→ **Work to do**: Write out again the part of the records that opens with the line containing "like x=135 y=123." and runs through the end of the records, requests included, with every answer coordinate multiplied by 1.55 and rounded to a whole number, halves rounded up. Keep the requests and their sample coordinates unchanged.

------ Material for this exercise

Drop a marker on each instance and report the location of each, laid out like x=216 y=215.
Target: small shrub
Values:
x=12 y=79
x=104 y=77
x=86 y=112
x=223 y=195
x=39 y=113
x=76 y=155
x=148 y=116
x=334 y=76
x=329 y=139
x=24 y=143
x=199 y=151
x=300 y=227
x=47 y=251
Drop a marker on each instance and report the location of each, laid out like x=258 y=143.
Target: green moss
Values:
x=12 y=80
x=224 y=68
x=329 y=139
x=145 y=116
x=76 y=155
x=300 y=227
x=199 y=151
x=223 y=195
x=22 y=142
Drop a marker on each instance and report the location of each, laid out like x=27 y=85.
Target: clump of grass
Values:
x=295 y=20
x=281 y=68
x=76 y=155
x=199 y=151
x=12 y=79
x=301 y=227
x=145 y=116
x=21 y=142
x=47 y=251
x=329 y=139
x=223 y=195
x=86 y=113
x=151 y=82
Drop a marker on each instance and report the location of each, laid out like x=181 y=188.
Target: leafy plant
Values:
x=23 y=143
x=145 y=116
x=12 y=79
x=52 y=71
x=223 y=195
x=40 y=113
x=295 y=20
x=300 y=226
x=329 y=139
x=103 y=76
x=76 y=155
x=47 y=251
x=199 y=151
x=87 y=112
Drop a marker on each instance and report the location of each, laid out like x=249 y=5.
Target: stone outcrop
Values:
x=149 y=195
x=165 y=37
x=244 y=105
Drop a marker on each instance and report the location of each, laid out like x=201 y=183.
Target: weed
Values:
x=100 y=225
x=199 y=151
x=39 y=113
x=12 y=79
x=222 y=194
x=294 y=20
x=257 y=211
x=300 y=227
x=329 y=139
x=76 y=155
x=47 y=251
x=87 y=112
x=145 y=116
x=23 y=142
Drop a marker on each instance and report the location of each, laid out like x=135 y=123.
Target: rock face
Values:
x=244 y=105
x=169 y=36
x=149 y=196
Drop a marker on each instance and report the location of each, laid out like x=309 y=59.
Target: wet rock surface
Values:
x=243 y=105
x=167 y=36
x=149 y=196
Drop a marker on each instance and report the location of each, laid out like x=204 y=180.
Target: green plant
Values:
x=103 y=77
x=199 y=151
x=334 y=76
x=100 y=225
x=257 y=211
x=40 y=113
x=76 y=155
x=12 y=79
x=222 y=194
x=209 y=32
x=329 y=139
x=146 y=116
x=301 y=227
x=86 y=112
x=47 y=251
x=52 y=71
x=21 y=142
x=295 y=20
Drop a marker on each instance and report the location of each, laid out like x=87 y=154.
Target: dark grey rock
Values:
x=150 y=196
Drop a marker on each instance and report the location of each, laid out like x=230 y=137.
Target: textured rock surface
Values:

------------

→ **Task response**:
Drop a marker on each instance and report the location of each, laid out like x=135 y=123.
Target: rock face
Values:
x=378 y=163
x=262 y=56
x=231 y=304
Drop a marker on each instance and report the location of each, laid out like x=309 y=59.
Target: wet rock surface
Values:
x=377 y=163
x=259 y=56
x=231 y=304
Drop a marker on each instance and report the location of each, laid out like x=204 y=180.
Target: green plant
Values:
x=160 y=119
x=308 y=234
x=518 y=118
x=155 y=349
x=398 y=327
x=62 y=175
x=118 y=240
x=19 y=122
x=344 y=301
x=324 y=50
x=510 y=215
x=226 y=180
x=467 y=352
x=133 y=174
x=73 y=389
x=81 y=110
x=33 y=220
x=457 y=31
Drop a marker on each instance and report the location of each, laid out like x=87 y=154.
Target: dark grey rock
Values:
x=233 y=304
Drop a marker on each instance and report the location of each, laid out like x=230 y=137.
Target: textured rock surface
Values:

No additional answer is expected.